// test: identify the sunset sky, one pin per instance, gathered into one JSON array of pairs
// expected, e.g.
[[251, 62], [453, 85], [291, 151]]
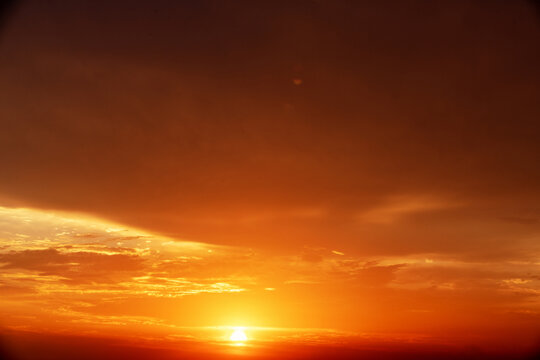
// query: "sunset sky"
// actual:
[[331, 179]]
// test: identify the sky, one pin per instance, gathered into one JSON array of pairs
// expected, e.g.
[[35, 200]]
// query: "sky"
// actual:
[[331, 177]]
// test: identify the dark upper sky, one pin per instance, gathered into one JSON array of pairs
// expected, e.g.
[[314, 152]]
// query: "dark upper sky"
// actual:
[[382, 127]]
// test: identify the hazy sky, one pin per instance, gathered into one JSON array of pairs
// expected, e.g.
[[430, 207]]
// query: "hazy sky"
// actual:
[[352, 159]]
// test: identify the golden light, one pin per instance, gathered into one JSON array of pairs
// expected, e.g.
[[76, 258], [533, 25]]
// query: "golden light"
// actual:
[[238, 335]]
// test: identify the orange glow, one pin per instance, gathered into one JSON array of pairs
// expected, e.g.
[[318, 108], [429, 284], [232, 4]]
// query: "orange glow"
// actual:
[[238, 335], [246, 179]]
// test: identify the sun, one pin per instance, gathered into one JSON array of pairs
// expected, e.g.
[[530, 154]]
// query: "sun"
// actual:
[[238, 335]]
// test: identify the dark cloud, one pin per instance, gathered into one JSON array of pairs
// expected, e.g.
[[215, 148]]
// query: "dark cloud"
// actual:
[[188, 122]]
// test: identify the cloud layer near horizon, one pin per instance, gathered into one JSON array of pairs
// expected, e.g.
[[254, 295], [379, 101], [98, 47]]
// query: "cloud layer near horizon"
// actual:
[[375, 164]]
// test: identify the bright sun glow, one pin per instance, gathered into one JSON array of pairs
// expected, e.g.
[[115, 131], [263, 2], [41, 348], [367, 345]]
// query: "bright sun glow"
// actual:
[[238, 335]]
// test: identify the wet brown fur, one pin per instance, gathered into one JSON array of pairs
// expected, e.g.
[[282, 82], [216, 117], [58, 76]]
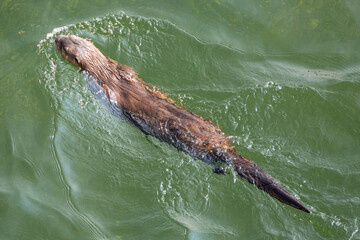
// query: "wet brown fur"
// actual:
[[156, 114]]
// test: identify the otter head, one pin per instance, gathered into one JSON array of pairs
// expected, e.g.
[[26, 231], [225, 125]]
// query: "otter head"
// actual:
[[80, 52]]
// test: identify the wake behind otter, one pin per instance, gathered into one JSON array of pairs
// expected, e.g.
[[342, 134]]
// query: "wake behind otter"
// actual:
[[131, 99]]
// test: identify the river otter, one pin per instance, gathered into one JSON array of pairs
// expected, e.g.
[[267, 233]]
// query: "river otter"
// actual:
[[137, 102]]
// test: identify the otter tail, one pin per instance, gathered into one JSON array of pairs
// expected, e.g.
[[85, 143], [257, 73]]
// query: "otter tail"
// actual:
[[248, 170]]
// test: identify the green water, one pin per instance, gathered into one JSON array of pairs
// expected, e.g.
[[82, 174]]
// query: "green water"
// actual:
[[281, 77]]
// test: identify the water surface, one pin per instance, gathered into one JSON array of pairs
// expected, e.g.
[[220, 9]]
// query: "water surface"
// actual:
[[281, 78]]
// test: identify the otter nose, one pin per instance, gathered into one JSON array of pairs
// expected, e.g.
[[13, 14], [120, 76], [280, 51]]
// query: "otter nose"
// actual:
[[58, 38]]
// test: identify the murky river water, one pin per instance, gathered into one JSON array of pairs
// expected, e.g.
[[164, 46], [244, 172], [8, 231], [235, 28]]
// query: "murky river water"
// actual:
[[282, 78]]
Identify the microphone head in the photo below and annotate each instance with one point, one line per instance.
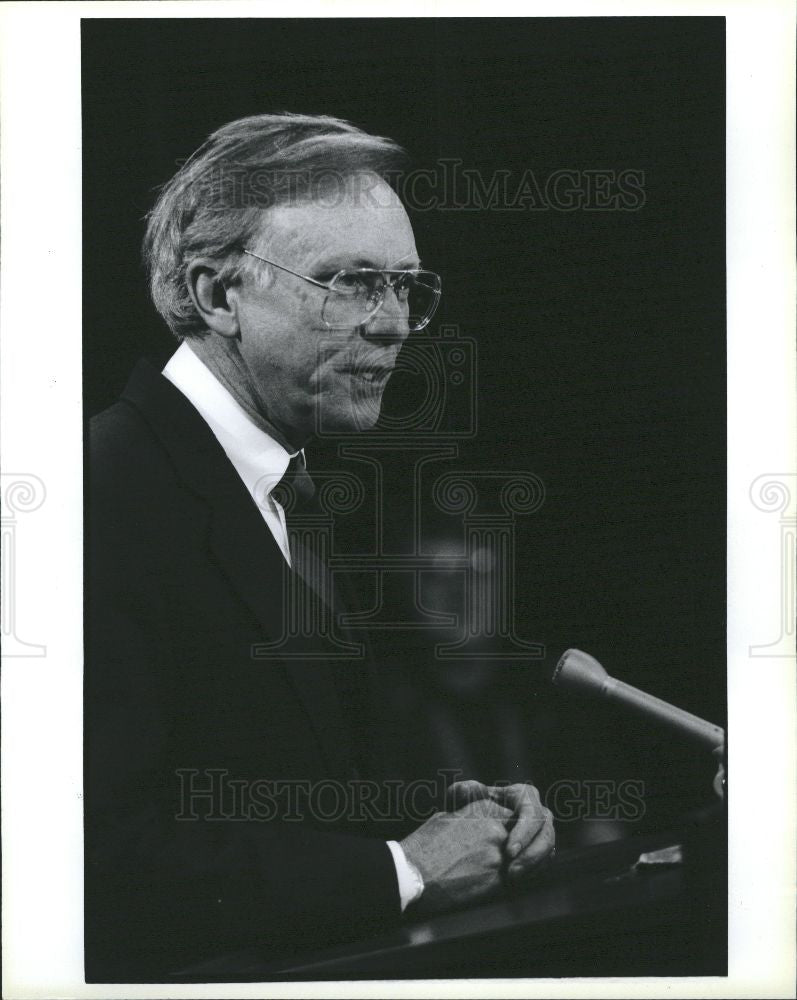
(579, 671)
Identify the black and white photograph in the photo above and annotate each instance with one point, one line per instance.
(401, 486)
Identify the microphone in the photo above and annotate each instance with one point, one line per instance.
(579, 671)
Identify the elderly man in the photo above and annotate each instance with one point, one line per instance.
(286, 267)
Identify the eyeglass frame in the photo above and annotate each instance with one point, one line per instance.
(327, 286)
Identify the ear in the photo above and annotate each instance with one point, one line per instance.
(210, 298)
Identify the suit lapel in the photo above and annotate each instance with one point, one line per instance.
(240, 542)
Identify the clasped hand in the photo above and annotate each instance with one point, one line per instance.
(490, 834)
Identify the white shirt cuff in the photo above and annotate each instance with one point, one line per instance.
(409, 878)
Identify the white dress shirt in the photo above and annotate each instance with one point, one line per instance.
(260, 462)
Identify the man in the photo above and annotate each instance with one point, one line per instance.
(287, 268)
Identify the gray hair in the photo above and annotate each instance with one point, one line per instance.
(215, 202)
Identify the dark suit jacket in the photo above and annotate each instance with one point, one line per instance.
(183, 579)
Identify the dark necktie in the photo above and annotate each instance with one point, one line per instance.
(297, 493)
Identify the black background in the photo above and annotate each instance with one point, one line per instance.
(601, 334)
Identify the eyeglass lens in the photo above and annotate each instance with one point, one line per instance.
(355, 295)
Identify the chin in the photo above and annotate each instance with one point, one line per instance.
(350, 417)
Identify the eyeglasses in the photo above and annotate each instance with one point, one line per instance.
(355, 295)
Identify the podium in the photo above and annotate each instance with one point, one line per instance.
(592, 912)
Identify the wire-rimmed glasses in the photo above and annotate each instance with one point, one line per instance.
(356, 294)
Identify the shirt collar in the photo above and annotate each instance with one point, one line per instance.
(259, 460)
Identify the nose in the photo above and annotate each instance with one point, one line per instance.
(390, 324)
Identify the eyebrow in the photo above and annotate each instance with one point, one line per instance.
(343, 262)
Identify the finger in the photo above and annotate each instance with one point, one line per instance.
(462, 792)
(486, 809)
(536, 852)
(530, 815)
....................
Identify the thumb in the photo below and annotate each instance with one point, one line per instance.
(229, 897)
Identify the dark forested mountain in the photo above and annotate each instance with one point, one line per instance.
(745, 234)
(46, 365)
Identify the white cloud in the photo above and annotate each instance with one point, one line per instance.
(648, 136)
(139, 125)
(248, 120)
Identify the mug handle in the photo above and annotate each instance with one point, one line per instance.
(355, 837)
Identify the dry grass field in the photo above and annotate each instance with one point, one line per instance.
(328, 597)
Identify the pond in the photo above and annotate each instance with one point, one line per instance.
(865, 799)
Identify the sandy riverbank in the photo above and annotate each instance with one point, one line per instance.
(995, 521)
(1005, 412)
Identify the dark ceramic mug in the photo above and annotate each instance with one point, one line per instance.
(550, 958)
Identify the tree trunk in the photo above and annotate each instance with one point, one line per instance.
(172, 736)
....................
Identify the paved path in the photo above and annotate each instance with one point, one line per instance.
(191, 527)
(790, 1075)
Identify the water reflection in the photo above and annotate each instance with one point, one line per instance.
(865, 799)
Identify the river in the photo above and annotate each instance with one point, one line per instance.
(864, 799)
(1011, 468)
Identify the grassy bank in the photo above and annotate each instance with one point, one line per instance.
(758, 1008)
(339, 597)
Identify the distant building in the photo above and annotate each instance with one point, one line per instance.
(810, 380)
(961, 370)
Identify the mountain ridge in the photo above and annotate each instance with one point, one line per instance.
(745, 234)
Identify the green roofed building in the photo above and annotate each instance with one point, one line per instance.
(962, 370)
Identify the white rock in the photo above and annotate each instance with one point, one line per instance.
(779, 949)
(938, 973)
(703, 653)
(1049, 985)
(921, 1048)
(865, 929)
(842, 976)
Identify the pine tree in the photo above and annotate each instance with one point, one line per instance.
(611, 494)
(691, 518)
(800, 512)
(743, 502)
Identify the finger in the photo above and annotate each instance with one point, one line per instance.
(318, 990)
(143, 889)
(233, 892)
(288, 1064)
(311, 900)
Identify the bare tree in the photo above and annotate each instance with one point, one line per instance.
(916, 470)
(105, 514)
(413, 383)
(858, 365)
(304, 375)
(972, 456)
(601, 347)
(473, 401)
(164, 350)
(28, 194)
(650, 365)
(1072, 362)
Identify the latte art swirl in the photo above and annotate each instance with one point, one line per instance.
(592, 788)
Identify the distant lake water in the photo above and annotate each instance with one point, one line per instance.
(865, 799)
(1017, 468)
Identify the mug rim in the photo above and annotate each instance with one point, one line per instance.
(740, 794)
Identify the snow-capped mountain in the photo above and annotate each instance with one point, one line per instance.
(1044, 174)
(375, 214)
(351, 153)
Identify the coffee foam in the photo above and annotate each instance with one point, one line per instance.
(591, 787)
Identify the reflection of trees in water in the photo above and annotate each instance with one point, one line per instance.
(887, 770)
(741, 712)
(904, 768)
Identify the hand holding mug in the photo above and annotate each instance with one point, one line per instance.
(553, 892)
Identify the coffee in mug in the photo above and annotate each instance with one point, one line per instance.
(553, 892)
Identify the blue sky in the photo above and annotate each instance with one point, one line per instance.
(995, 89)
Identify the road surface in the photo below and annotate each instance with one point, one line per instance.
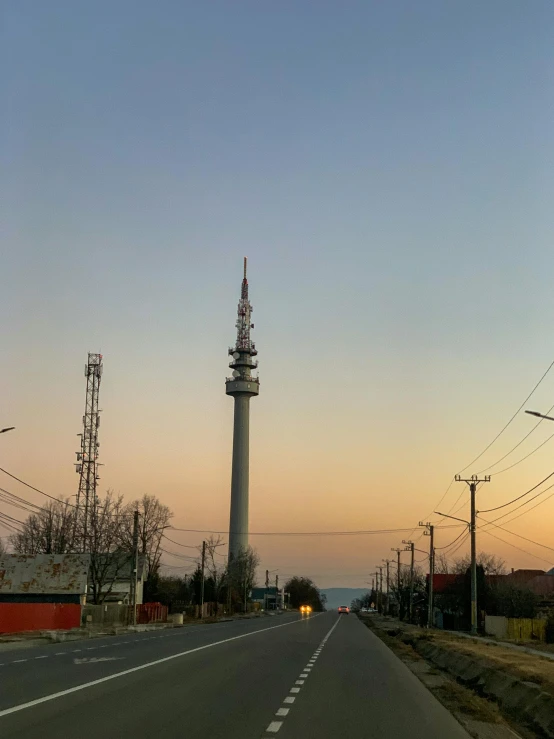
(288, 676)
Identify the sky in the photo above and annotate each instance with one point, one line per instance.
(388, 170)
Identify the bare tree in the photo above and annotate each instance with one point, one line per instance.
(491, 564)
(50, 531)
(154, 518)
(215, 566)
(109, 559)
....................
AUFGABENSTELLUNG – Wähle aus den obigen Datensätzen jede Zeile aus, die die Zeichenfolge „hazy“ enthält.

AUSGABE DER AUFGABE –
// test: identify the hazy sky, one pin per instance, gathered into one JSON array of pairs
// query: "hazy sky"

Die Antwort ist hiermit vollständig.